═════ Okuma Metni ═════

İki büyük depremle yıkıma uğrayan 11 ilimizin yeniden ayağa kalkması için başlatılan seferberliğin kahramanlarından birisi de Mehmetçikler oldu. Kendi hasar tespit çalışmaları yaptıktan sonra dakikalar içerisinde sahaya inen Milli Savunma Bakanlığı (MSB) ve Türk Silahlı Kuvvetleri (TSK) 11 ilde, milletinin yanında oldu. Arama kurtarmadan, insani yardıma, sağlık hizmetlerinden, çadır/konteyner kent kurulumuna kadar her faaliyette Mehmetçik vardı.

TAHLİYEDEN İHYAYA HER YERDE

Mehmetçik, yolların geçit vermediği ilk günden itibaren 65 uçak, 66 helikopter, 41 İHA/TİHA 4 bin 662 sorti ile yüzlerce ilçe, köy ve mezraya yardım ulaştırıldı. 24 gemi bir yandan iş makinesi ve insani yardım taşıdı, diğer yandan tahliye operasyonuna omuz verdi. Oluşturulan sahra hastaneleri 6 binden fazla depremzedenin yaralarını sararken sahra fırın ve mutfakları her gün on binlere aş oldu. Depremzedelerin kalması için kurulan 56 bin çadıra Mehmetçik'in eli değdi. Depremzedelerin bağrına bastığı kahramanlardan bazıları çalışmalarını Yeni Şafak'a anlattı.

PENÇE'DEN AFETE

Depremin en fazla yıkıma yol açtığı Adıyaman'da yaraların sarılması için Mehmetçik canla başla mücadele ediyor. Adıyaman şehir merkezinin yanında ilçe, mezra ve köylerde ciddi hasar oluşturan deprem sonrasında metrelerce kar kütlesinin yollarını kapattığı köylere TSK yetişti. Pençe Harekâtlarına katılan birlik olan 10. Dağ Komando Tugayı depremin hemen ardından Adıyaman'da görevlendirildi. Bir kısmı kış tedbirleri kapsamında Midyat'ta bulunan bir kısmı da Kuzey Irak'tan çekilen 3 bin 500 asker Adıyaman'a geldi.

═════

Yapılacak İşler:
a. Okuma metninde "TAHLİYEDEN İHYAYA HER" sözcüklerinden başlayıp "çalışmalarını Yeni Şafak'a anlattı." sözcüklerine kadar uzanan kısmın tamamını, iki uç da dahil, hiç değiştirmeden çıktı olarak ver.
b. Kayıtlardan "Where in the photo above do you see the distant" ifadesini içeren satırdan başlayıp "[315,507,400,600]" ifadesini içeren satıra kadar uzanan kısmı, iki uç da dahil, istem ve yanıt sütunlarından oluşan bir CSV olarak ver. Her istem için bir satır yaz, her alanı tek bir tırnaklı alana koy, alan içindeki satır sonlarını boşluğa çevir ve yalnızca bu kayıtları aktar.
Okuma metni ile kayıtlar birbirinden bağımsızdır.

═════ Alıştırmadaki Veriler ═════

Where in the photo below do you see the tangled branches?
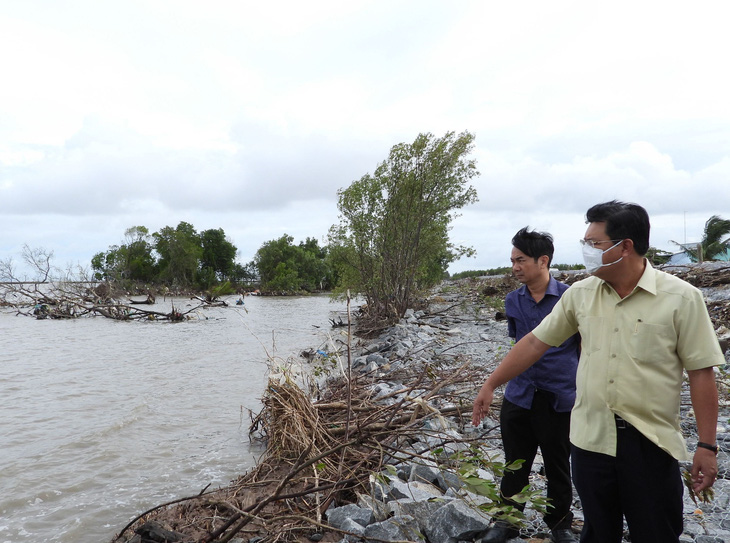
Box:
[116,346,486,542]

═════
═════ Alıştırmadaki Veriler ═════

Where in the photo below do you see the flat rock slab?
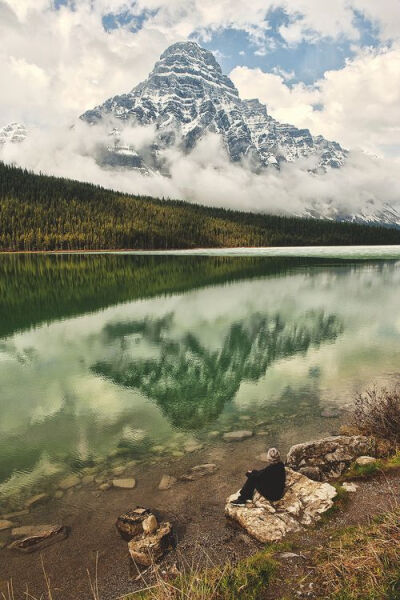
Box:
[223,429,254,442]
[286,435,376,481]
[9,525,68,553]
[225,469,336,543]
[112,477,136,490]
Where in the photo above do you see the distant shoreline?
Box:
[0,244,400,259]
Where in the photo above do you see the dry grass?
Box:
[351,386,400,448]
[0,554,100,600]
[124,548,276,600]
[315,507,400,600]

═════

Çözüm Listesi:
a.
TAHLİYEDEN İHYAYA HER YERDE

Mehmetçik, yolların geçit vermediği ilk günden itibaren 65 uçak, 66 helikopter, 41 İHA/TİHA 4 bin 662 sorti ile yüzlerce ilçe, köy ve mezraya yardım ulaştırıldı. 24 gemi bir yandan iş makinesi ve insani yardım taşıdı, diğer yandan tahliye operasyonuna omuz verdi. Oluşturulan sahra hastaneleri 6 binden fazla depremzedenin yaralarını sararken sahra fırın ve mutfakları her gün on binlere aş oldu. Depremzedelerin kalması için kurulan 56 bin çadıra Mehmetçik'in eli değdi. Depremzedelerin bağrına bastığı kahramanlardan bazıları çalışmalarını Yeni Şafak'a anlattı.

b.
istem,yanıt
"Where in the photo above do you see the distant shoreline? Box:","[0,244,400,259]"
"Where in the photo above do you see the dry grass? Box:","[351,386,400,448] [0,554,100,600] [124,548,276,600] [315,507,400,600]"